* TEXT EXCERPT:

DollarsAndSense has written widely on the topic of investments and how new investors can get started in Singapore. Despite our best efforts, we still get many questions from our readers saying they haven’t gotten started even though they want to, and that they find some of our articles too advanced.
We often find ourselves responding to our readers saying there are basic and simple information on our website, and other websites, and that they just need to make a conscientious effort to start by continuously talking to people and asking them questions and reading relevant articles to build a solid foundation of knowledge on the topic. No one can become an expert overnight by just reading a couple of articles.
Often, the problem is life sometimes. This group of people set out to learn but tend to neglect following through as there is only a finite amount of time each day, and people will complete the responsibilities and tasks most important to them.
To simplify matters for our readers, we thought of compiling articles that answers the question of many of our readers and point beginner investors in the right direction, and to the right articles to start building up your knowledge and eventually make your first investment.
# 1 Many Articles Talk About Concepts And Ideas, But How Do I Really Get Started?
The very first thing you need to start investing is a brokerage account and a Central Depository (CDP) account. You can open up a brokerage account with brokerage firms in Singapore including with the local banks DBS, UOB, OCBC; other banks such as Standard Chartered, Maybank or CIMB; and brokerage firms like Phillips and online portals such as iFast’s FMSOne portal.
All you have to do is a simple google search and to then send an email to the preferred brokerage firm you wish to open an account with. We’ve copied some of the articles we have written on this topic below for more information on this process – you can find out more about opening brokerage accounts, the fees involved when you make transactions, the documents you need to get started, as well as what kind of information you will be receiving from these brokerage accounts and how you can use them to begin your investment journey.
After setting up your accounts, you need to know how to buy stocks. Your trading representative will run through the process with you, but generally, this is quite similar across all brokerages.
As for how to pay for your investments, you just need to tell your trading representative how you wish to pay for your investments. This can be done in several methods via online banking, ATMs, cheques, Giro or direct payment at outlets. For us, doing it online is the most convenient method.
There’s no short-cut, you have to read to understand. And the more you read, the more you will understand.
Read our articles on setting up your brokerage and CDP accounts here:
# 2 What Do I Need To Know Before Embarking On My Investment Journey?

* INFORMATION SUPPLIED:

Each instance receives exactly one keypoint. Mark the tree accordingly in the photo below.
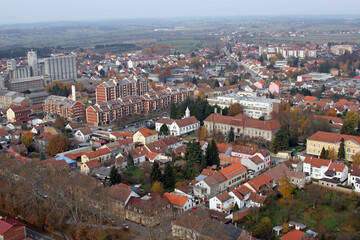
(155, 174)
(27, 139)
(42, 156)
(57, 143)
(281, 141)
(115, 176)
(164, 129)
(263, 230)
(231, 136)
(130, 160)
(235, 109)
(169, 177)
(157, 187)
(212, 154)
(195, 160)
(341, 153)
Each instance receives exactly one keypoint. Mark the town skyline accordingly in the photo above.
(92, 11)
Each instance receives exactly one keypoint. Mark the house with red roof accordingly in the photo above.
(11, 229)
(223, 202)
(327, 140)
(235, 174)
(275, 87)
(145, 136)
(316, 167)
(87, 167)
(180, 202)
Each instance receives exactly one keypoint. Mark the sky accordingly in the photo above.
(34, 11)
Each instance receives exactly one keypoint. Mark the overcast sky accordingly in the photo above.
(30, 11)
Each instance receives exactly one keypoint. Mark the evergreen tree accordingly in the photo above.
(155, 174)
(130, 160)
(341, 153)
(231, 136)
(164, 129)
(169, 178)
(114, 176)
(212, 154)
(281, 141)
(195, 158)
(42, 156)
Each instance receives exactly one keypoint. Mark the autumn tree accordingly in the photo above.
(235, 109)
(169, 177)
(331, 112)
(281, 141)
(57, 143)
(27, 139)
(130, 160)
(341, 153)
(157, 187)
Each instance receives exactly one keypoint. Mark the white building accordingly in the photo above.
(316, 167)
(254, 107)
(222, 202)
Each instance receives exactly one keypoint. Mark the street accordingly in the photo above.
(35, 235)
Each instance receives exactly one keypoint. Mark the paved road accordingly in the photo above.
(36, 236)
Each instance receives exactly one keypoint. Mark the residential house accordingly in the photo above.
(99, 155)
(319, 140)
(316, 167)
(145, 136)
(18, 114)
(87, 167)
(180, 202)
(223, 202)
(235, 174)
(83, 134)
(354, 177)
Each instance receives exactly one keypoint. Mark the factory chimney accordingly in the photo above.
(73, 93)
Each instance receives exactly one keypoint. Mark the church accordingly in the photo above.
(179, 127)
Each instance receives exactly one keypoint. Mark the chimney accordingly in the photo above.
(73, 93)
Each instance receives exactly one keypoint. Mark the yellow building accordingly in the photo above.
(145, 136)
(327, 140)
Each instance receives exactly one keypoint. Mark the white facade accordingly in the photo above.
(217, 205)
(254, 107)
(315, 172)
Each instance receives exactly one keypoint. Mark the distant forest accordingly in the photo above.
(21, 52)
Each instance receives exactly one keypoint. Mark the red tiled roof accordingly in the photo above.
(93, 164)
(332, 137)
(337, 167)
(147, 132)
(317, 162)
(293, 235)
(186, 121)
(233, 170)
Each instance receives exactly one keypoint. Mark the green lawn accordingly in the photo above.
(334, 216)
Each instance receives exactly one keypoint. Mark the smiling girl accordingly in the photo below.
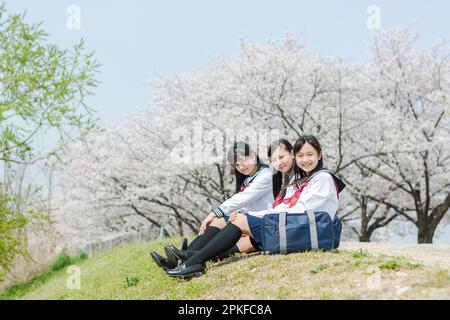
(313, 190)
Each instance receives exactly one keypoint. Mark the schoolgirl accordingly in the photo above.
(253, 193)
(313, 190)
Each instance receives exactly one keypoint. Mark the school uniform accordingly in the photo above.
(319, 192)
(255, 195)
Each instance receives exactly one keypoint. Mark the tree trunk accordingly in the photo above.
(425, 235)
(365, 237)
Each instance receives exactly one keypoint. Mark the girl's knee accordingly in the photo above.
(218, 223)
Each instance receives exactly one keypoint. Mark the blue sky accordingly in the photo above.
(136, 39)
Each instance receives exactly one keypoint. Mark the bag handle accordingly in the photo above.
(313, 230)
(282, 231)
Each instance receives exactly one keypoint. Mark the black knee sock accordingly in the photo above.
(200, 241)
(219, 244)
(193, 243)
(234, 249)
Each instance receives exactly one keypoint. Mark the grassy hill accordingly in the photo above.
(130, 273)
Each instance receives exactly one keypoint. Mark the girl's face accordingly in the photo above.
(307, 158)
(246, 165)
(282, 160)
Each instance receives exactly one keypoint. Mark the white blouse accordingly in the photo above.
(256, 196)
(319, 195)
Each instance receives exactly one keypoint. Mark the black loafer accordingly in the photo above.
(174, 254)
(184, 245)
(162, 262)
(183, 271)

* TASK SET:
a. Copy the records word for word, from the line containing "loafer accordingly in the photo above." through the last line of the records.
b. Continue the article on how beginners in Singapore can start investing from the point where it stops.

* THE RESPONSES:
a.
Each instance receives exactly one keypoint. Mark the black loafer accordingly in the photo above.
(174, 254)
(184, 245)
(162, 262)
(183, 271)

b.
After sorting out which brokerage firm you prefer using and gaining information on how to buy and sell, you need to ask yourself what you need to do, financially, before making investments.
This often include understanding your financial commitments and having adequate emergency savings, sufficient insurance, setting aside budget for your monthly expenditure, putting a retirement plan in place as well as developing good savings habit so that you are continuously saving for your future. We have some articles for you to read on a bit more on this topic.
Based on your responses to these questions, more fundamental steps such as building your savings, paying off high interest debt such as credit card and personal loans or creating an appropriate monthly budget might be more important at this stage of your life. If you’re already leading a financially sound lifestyle, you should also consider putting your money in important financial products such as health and life insurance or bonds.
Read our articles to understand what you should be considering before you start investing here:
# 3 I Am Ready To Invest, What Stocks Should I Buy To Start Making Money?
If we, or other people knew this, there would be many more billionaires among us rather than people guiding or teaching you to invest.
When you’re ready to actually make stock investments, you need to know some key concepts – your investment profile; your investment horizon; risk vs return; simple financial ratios; diversification and passive vs active investing. All these will determine how you should be investing and what kind of stocks you should invest in.
You also need to know what safer investments are – like country indexes, bonds, and highly rated blue chip companies – and what riskier investments are – small-cap and growth companies.
We’ve listed some articles you should be reading to find out both these things.
Read our articles to find out more about key investment concepts here:
The other side to this question is understanding the kinds of stocks that exist on the market. Broadly, there are blue-chip stocks, which tend to be safer and stronger companies with long operational history, and growth or small-cap stocks, which are riskier but have greater potential to deliver tidy returns.
On the stock market, you can invest in stocks, exchange traded funds (ETFs) and retail bonds.
There are many types of stocks you can invest in, from the biggest and strongest companies in Singapore and other regions, such as Singtel, DBS, Keppel Corp or Yangzijiang, to smaller companies many people have not even heard of. Bigger companies tend to provide investors safer options and stable returns while smaller companies tend to offer bigger growth upside (or losses) as they are often more risky investments.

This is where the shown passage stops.